## RECORDS PROVIDED:
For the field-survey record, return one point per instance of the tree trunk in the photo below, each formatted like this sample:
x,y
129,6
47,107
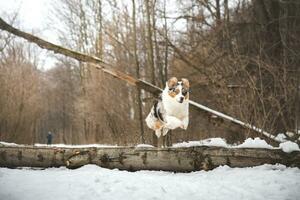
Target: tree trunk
x,y
142,158
139,97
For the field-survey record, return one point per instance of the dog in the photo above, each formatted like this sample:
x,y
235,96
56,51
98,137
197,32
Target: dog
x,y
171,110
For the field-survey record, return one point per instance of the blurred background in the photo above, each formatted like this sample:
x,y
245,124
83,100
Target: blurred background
x,y
241,57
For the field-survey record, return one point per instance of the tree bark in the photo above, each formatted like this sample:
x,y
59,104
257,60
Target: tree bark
x,y
142,158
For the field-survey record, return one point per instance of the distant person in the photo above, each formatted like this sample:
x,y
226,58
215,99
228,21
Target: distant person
x,y
49,138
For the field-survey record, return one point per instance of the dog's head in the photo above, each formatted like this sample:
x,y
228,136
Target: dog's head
x,y
179,90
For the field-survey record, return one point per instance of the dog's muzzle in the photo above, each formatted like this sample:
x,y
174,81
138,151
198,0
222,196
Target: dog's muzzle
x,y
181,99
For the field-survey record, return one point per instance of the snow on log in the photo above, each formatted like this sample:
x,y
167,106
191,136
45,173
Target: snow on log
x,y
185,159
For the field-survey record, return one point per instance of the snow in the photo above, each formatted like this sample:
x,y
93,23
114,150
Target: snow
x,y
289,146
281,136
255,143
219,142
8,144
144,146
232,119
92,182
76,146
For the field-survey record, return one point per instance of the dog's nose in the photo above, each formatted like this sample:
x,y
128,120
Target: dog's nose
x,y
181,99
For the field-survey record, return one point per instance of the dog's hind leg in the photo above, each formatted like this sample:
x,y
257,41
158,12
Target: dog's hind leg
x,y
158,133
165,131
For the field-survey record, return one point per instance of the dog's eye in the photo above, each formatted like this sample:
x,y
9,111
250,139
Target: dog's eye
x,y
184,92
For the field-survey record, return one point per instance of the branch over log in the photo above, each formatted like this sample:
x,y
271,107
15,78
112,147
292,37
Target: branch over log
x,y
142,158
107,68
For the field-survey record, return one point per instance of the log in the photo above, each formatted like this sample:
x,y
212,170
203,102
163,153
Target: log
x,y
145,158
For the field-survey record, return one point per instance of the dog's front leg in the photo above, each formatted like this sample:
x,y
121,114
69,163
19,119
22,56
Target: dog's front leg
x,y
173,123
185,123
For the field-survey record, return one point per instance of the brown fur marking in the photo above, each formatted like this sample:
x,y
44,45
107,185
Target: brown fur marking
x,y
185,83
158,125
174,93
172,82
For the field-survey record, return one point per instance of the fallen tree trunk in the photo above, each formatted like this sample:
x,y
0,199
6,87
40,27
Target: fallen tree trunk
x,y
142,158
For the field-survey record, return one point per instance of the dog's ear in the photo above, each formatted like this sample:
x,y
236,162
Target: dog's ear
x,y
185,83
172,82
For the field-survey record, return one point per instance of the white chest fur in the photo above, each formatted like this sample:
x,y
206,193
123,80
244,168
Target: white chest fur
x,y
173,107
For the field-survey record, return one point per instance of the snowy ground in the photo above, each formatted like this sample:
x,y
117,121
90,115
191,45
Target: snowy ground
x,y
92,182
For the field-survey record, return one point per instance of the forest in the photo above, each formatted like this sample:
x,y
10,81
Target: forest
x,y
241,58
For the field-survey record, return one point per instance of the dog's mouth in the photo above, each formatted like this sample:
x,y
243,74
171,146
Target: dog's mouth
x,y
181,99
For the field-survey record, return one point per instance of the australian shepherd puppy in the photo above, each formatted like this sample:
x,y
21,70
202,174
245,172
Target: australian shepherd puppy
x,y
171,110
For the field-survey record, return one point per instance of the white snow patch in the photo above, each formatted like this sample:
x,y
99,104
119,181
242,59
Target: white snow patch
x,y
289,146
144,146
9,144
76,146
281,137
218,142
274,182
255,143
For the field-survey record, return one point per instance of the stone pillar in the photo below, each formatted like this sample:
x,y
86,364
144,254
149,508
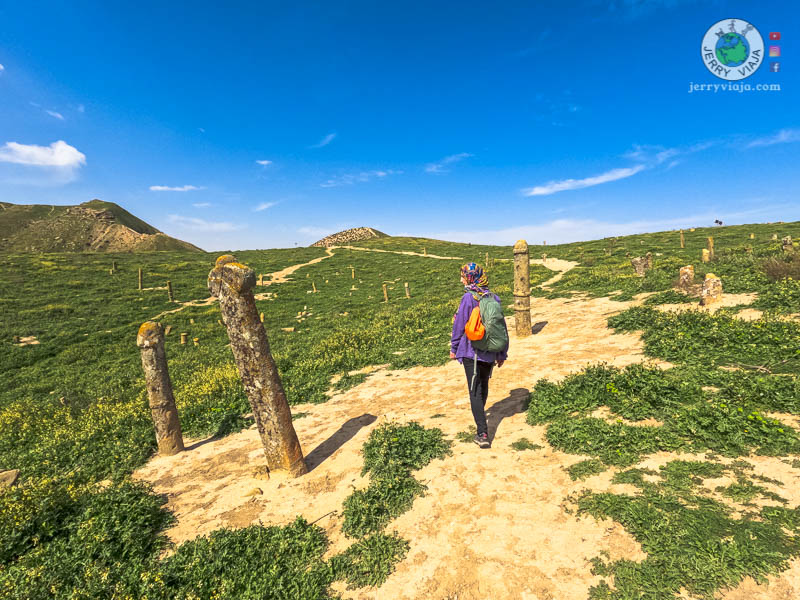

## THE TASK:
Each record, word for word, should be printed again without its pictures.

## COMPLETED EXERCISE:
For the field-survey record, return one point per instance of the tree trunk in the photo below, each formatted like this sample:
x,y
129,6
47,107
Target: tree trunk
x,y
142,158
139,97
For the field-survey record, return one point per instance of the dog in the photo above, each formatted like this sample:
x,y
235,96
56,51
98,137
197,32
Target: dog
x,y
171,110
For the field-survey record, return one point per instance of the blurred background in the photo above, each formatted like this sample:
x,y
245,124
83,100
Target: blurred background
x,y
241,57
For the field-survey record, return one point per instance of the tree bark in the photo above, each formatted like this sample:
x,y
59,104
257,60
Target: tree bark
x,y
142,158
For the field-survey record, return one point per instance of the distant person in the photo above, each formatted like this sample:
x,y
226,58
215,99
228,21
Target: distant person
x,y
49,138
For the field-survey record, return one point per instance of the dog's head in the photo above, each formatted like this sample:
x,y
228,136
Target: dog's head
x,y
179,90
For the field-survey record, return one point per instance of the dog's muzzle in the photo above, each formatted like this sample:
x,y
174,81
138,151
198,0
222,196
Target: dog's muzzle
x,y
181,99
For the field-survey record, return one point per instance of the snow on log in the photo above, each formatted like this sample:
x,y
167,106
191,136
45,173
Target: snow on log
x,y
185,159
For the field-survey record, return one point per instance of the snow in the photo above, each formatted like this sample:
x,y
93,23
114,150
Target: snow
x,y
289,146
281,136
255,143
219,142
8,144
144,146
232,119
92,182
76,146
For the field-survey record, return one point per instance of the dog's nose in the photo above, each formatted like this sample:
x,y
128,120
Target: dog's nose
x,y
181,99
For the field-survey record, return one point per instance of the dog's hind leg in the photo above, each formatted like this sample:
x,y
257,41
158,12
Target: dog's hind leg
x,y
158,133
165,131
For the field-survey record, return one point per instance of the dog's eye in the photo above, each formatted like this sample:
x,y
9,111
250,139
Target: dog's eye
x,y
184,92
For the field-survey record, return one point per instance of the branch over log in the photo above, each formatted like this sample:
x,y
271,107
15,78
112,147
292,37
Target: branch over log
x,y
142,158
107,68
For the field-survey record, return one point per instance of the log in the photo above, each formatted like this sample:
x,y
212,170
203,102
163,153
Target: log
x,y
145,158
For the field-survey record, return one point per instance of the dog's front leg in the photo above, each formatted like this sample:
x,y
121,114
69,163
19,119
22,56
Target: dog's front leg
x,y
173,123
185,123
For the field-survey record, return one point per instance of the brown fur marking in the photo above, each formatted like this sample:
x,y
44,45
107,185
Target: brown fur marking
x,y
185,83
158,125
174,93
172,82
For the field-survey record, return one point per instance of the fallen tree trunk in the photo above, each formatted like this sample:
x,y
0,199
6,87
40,27
Target: fallen tree trunk
x,y
142,158
For the field-survey record, return one point per instance of the dog's ear in the photo above, each formatted like this sample:
x,y
236,162
Target: dog's ear
x,y
185,83
172,82
For the field-survey record, return one point per instance of the white chest fur in the photo above, each formatted like this sample:
x,y
206,193
123,80
244,168
Target: white chest fur
x,y
173,107
For the field-survey record, return one point per instance of the snowy ground in the photo above, each formatted like this sample:
x,y
117,121
90,115
191,45
Target: snowy ground
x,y
92,182
For the field-survey record, return one point per instance of the forest in the photo above, each formatted like this sample:
x,y
10,81
Target: forest
x,y
241,58
For the field-survey record, return one point per instance of the dog's mouth in the photo above, each formatted like this sample:
x,y
243,74
171,146
Target: dog's mouth
x,y
181,99
For the field-survey record, return one point per instance of the australian shepherd puppy in the photo above, each formatted like this sample:
x,y
21,70
202,174
245,172
Target: australian shepherd puppy
x,y
171,110
For the field-survey record, return one point per instance of the white snow patch in the photo above, each formatted like this sample:
x,y
99,104
119,181
242,59
Target: white snow patch
x,y
289,146
144,146
9,144
76,146
281,137
218,142
274,182
255,143
For the field-survey record, return one point per instance of the stone pillar in the photo below, each formatted like this sample:
x,y
86,364
144,254
149,508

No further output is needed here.